Trecho da fonte:
>>>

Osa, na sua determinação se agarra a todas as oportunidades alçando, em pouco tempo, voos sem limite imaginável, tanto no campo intelectual, como na esfera espiritual. De repente ela sabe o que ele não sabe; entende de tudo mais do que ele consegue entender; enxerga caminhos que ele não consegue enxergar; encontra saída, onde ele apenas vê curvas intermináveis de labirinto invencível. Então, o batalhador se orgulha por isto e exulta nas vitórias e excelências alcançadas pelo gênio, até pouco tempo aprisionado, agrilhoado nos ferros da falta de oportunidade, que tantas vítimas tem feito mundo afora. E aprende com a aluna, e se locupleta nos seus argumentos e se purifica nas suas preces. E vê, quando o corpo gasto, pouco a pouco se aquebranta, o quanto valeram a pena tantos sacrifícios, tantas batalhas, muitas ainda por vencer, então rejuvenesce.

<<<

Conteúdo dos dados:
>>>

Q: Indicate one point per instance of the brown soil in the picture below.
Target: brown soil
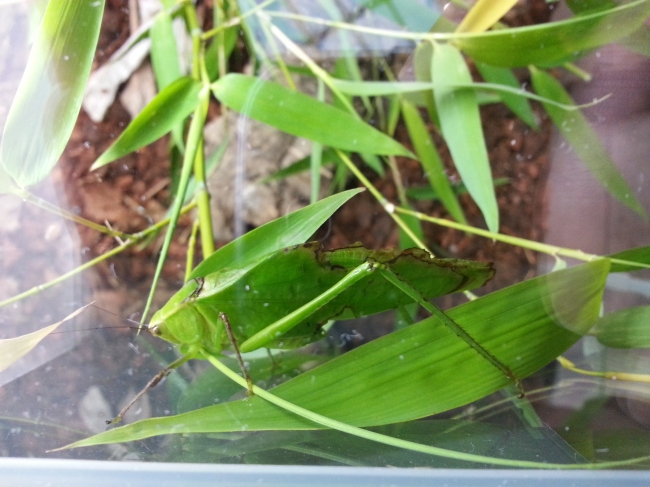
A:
(134, 191)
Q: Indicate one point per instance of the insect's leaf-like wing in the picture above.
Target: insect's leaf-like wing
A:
(420, 370)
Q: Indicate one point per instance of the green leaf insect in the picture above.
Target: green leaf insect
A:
(283, 299)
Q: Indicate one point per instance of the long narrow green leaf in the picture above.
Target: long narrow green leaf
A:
(627, 328)
(291, 229)
(49, 96)
(460, 123)
(301, 115)
(554, 43)
(13, 349)
(431, 162)
(585, 142)
(194, 144)
(518, 104)
(160, 116)
(164, 52)
(420, 370)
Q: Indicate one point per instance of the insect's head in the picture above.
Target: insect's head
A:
(179, 321)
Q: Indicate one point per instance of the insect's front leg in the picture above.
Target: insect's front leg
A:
(150, 385)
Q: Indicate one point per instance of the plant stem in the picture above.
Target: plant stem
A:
(388, 206)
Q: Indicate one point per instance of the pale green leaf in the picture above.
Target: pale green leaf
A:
(49, 96)
(553, 43)
(484, 14)
(638, 254)
(164, 52)
(627, 328)
(12, 349)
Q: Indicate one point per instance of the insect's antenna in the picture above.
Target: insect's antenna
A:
(138, 324)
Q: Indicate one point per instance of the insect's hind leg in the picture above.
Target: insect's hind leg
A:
(448, 322)
(231, 336)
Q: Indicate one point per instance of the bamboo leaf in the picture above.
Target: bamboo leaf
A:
(638, 254)
(49, 96)
(420, 370)
(585, 142)
(169, 108)
(302, 116)
(7, 184)
(554, 43)
(627, 328)
(518, 104)
(431, 162)
(460, 123)
(484, 14)
(13, 349)
(291, 229)
(164, 57)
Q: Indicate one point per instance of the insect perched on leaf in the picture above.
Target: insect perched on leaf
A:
(283, 299)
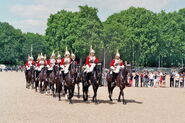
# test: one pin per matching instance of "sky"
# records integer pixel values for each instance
(32, 15)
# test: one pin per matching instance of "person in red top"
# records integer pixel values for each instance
(42, 62)
(51, 62)
(29, 63)
(73, 58)
(37, 66)
(58, 60)
(65, 63)
(90, 64)
(115, 66)
(91, 61)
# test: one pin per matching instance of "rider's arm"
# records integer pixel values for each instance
(96, 60)
(87, 61)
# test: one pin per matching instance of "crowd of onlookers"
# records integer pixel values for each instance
(148, 79)
(156, 79)
(177, 79)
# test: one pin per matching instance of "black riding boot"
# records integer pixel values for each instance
(114, 76)
(87, 75)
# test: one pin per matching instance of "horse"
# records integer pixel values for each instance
(43, 78)
(121, 81)
(69, 83)
(76, 72)
(29, 74)
(93, 78)
(55, 79)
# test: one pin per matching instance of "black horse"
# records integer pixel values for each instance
(43, 79)
(29, 74)
(93, 78)
(76, 72)
(121, 81)
(69, 82)
(55, 79)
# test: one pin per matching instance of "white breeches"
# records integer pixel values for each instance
(116, 69)
(40, 68)
(89, 68)
(65, 68)
(27, 67)
(50, 67)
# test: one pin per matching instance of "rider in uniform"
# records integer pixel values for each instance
(42, 62)
(50, 63)
(115, 66)
(90, 63)
(36, 68)
(29, 63)
(73, 58)
(65, 63)
(58, 60)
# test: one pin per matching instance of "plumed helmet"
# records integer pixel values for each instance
(59, 56)
(41, 56)
(91, 50)
(45, 57)
(53, 54)
(38, 57)
(73, 55)
(31, 57)
(67, 52)
(117, 53)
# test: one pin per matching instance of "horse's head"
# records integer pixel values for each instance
(124, 72)
(73, 68)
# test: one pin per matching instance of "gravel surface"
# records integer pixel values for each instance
(144, 105)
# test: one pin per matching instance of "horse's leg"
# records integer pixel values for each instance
(36, 85)
(53, 89)
(59, 89)
(95, 88)
(78, 90)
(40, 86)
(120, 93)
(124, 102)
(85, 92)
(71, 93)
(109, 90)
(65, 92)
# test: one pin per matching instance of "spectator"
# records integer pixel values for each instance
(136, 80)
(151, 79)
(177, 77)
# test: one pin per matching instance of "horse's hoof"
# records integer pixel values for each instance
(124, 102)
(70, 102)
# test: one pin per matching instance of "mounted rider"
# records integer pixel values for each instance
(51, 62)
(91, 61)
(41, 63)
(115, 66)
(73, 58)
(37, 64)
(58, 60)
(65, 63)
(29, 63)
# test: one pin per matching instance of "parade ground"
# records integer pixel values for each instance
(144, 105)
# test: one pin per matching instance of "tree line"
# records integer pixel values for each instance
(143, 38)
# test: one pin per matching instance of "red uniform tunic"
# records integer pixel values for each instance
(29, 63)
(114, 63)
(40, 63)
(51, 62)
(90, 60)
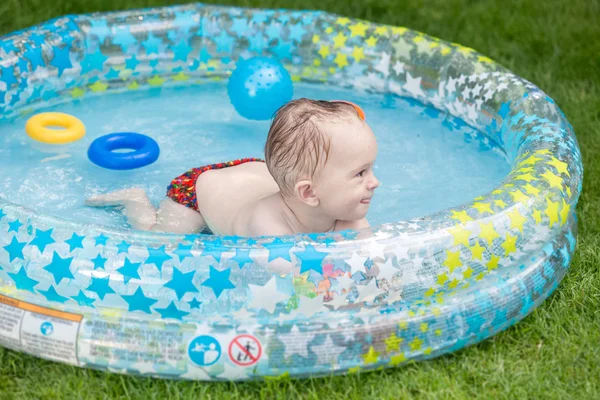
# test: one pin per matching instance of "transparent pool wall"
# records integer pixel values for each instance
(56, 61)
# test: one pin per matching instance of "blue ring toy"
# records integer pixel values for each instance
(145, 151)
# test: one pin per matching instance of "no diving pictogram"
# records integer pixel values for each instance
(245, 350)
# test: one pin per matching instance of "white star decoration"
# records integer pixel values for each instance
(266, 296)
(356, 263)
(384, 64)
(327, 352)
(413, 85)
(309, 307)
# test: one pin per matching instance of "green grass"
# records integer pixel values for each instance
(553, 353)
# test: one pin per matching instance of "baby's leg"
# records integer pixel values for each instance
(177, 218)
(141, 214)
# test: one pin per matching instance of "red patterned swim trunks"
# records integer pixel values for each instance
(183, 188)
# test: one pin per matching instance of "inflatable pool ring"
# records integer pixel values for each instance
(102, 151)
(231, 308)
(37, 128)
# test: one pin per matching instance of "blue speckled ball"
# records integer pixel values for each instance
(258, 87)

<<<

Tarefa 1:
Reproduza do trecho sobre Osa a parte que vai de "Osa, na sua" até "vencer, então rejuvenesce.".
Tarefa 2:
Reescreva de forma mais breve o parágrafo do trecho sobre Osa que começa com "Osa, na sua determinação", mantendo os fatos principais.

Solução escrita 1:
Osa, na sua determinação se agarra a todas as oportunidades alçando, em pouco tempo, voos sem limite imaginável, tanto no campo intelectual, como na esfera espiritual. De repente ela sabe o que ele não sabe; entende de tudo mais do que ele consegue entender; enxerga caminhos que ele não consegue enxergar; encontra saída, onde ele apenas vê curvas intermináveis de labirinto invencível. Então, o batalhador se orgulha por isto e exulta nas vitórias e excelências alcançadas pelo gênio, até pouco tempo aprisionado, agrilhoado nos ferros da falta de oportunidade, que tantas vítimas tem feito mundo afora. E aprende com a aluna, e se locupleta nos seus argumentos e se purifica nas suas preces. E vê, quando o corpo gasto, pouco a pouco se aquebranta, o quanto valeram a pena tantos sacrifícios, tantas batalhas, muitas ainda por vencer, então rejuvenesce.

Solução escrita 2:
Determinada, Osa aproveita todas as oportunidades e logo alça voos sem limite no campo intelectual e no espiritual. Ela passa a saber, entender e enxergar mais do que ele, e encontra saída onde ele só vê um labirinto. O batalhador se orgulha das vitórias desse gênio, antes aprisionado pela falta de oportunidade. Ele aprende com a aluna, enriquece-se com seus argumentos e se purifica em suas preces. Com o corpo gasto e enfraquecendo, ele vê que tantos sacrifícios e batalhas valeram a pena, embora muitas ainda estejam por vencer, e então rejuvenesce.